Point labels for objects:

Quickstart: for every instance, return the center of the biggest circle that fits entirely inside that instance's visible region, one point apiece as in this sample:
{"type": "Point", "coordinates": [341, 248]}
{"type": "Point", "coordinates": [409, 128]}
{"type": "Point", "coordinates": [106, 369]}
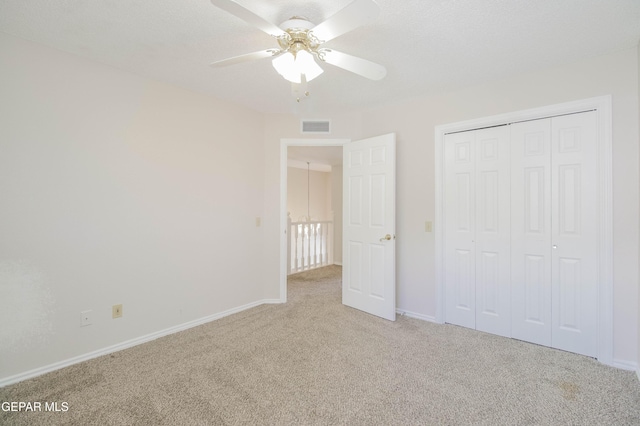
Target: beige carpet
{"type": "Point", "coordinates": [314, 361]}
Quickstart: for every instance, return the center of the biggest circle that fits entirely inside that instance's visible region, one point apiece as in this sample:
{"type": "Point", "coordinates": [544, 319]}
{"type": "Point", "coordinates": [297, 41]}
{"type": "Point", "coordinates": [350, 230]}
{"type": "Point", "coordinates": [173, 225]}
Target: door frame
{"type": "Point", "coordinates": [284, 145]}
{"type": "Point", "coordinates": [604, 171]}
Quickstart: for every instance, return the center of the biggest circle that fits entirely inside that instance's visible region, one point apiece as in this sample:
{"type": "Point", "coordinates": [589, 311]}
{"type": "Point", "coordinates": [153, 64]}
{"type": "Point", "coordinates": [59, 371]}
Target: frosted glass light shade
{"type": "Point", "coordinates": [292, 68]}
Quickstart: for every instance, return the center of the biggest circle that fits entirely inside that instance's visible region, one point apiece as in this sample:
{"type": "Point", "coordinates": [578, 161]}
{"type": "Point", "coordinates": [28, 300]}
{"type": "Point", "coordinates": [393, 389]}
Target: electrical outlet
{"type": "Point", "coordinates": [116, 311]}
{"type": "Point", "coordinates": [85, 318]}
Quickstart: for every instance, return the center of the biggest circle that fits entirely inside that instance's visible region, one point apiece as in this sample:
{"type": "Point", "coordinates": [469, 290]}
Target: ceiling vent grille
{"type": "Point", "coordinates": [316, 126]}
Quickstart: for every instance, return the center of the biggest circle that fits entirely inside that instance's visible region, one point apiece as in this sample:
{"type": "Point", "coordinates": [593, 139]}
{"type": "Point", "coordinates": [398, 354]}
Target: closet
{"type": "Point", "coordinates": [520, 231]}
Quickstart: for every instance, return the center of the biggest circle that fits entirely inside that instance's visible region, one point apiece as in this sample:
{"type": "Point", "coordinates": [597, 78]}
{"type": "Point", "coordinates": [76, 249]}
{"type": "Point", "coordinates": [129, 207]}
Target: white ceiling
{"type": "Point", "coordinates": [428, 46]}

Your objective = Copy out every one of the items above verbatim, leaving the pictures out.

Answer =
Quickstart: for every instance, return the center of the biggest circle that fits entirely inside that instance's visible region, one point apiece as in this sample:
{"type": "Point", "coordinates": [341, 248]}
{"type": "Point", "coordinates": [409, 128]}
{"type": "Point", "coordinates": [106, 369]}
Target: beige carpet
{"type": "Point", "coordinates": [314, 361]}
Quickstart: for every instance, return the center of the biggest circle that fits entirely inside that instance's visible region, one point apiece as in this sample:
{"type": "Point", "coordinates": [544, 319]}
{"type": "Point", "coordinates": [297, 41]}
{"type": "Point", "coordinates": [350, 230]}
{"type": "Point", "coordinates": [173, 225]}
Target: door frame
{"type": "Point", "coordinates": [284, 145]}
{"type": "Point", "coordinates": [604, 171]}
Quickstart: for every instance, return the center of the biggest circle that fits entirely inside that instance's visible region, one point apiece as in this sample:
{"type": "Point", "coordinates": [589, 311]}
{"type": "Point", "coordinates": [153, 64]}
{"type": "Point", "coordinates": [59, 371]}
Target: frosted glass light shade
{"type": "Point", "coordinates": [292, 68]}
Quickstart: for every instance, return the center of the biggest circle that fits entirely inside that instance's visible region, one point apiece as in this sample:
{"type": "Point", "coordinates": [578, 161]}
{"type": "Point", "coordinates": [28, 300]}
{"type": "Point", "coordinates": [393, 389]}
Target: electrical outlet
{"type": "Point", "coordinates": [116, 311]}
{"type": "Point", "coordinates": [85, 318]}
Quickstart: for every instance, return the center of the biggest circle that fits entirely inside that instance's visible region, one point apiece as in this sample:
{"type": "Point", "coordinates": [469, 290]}
Target: ceiling vent grille
{"type": "Point", "coordinates": [316, 126]}
Quickstart: for every instance, return the center of the biggest circle that fits entirely inside that instance's visible region, one point apiece as in this sample:
{"type": "Point", "coordinates": [593, 139]}
{"type": "Point", "coordinates": [398, 354]}
Target: closet
{"type": "Point", "coordinates": [520, 231]}
Quickstart: for every instance, return the center of the biggest circle that fits entirely inside that instance's visible region, one point apiece as in this sample:
{"type": "Point", "coordinates": [597, 78]}
{"type": "Point", "coordinates": [76, 249]}
{"type": "Point", "coordinates": [129, 207]}
Target: white ceiling
{"type": "Point", "coordinates": [428, 46]}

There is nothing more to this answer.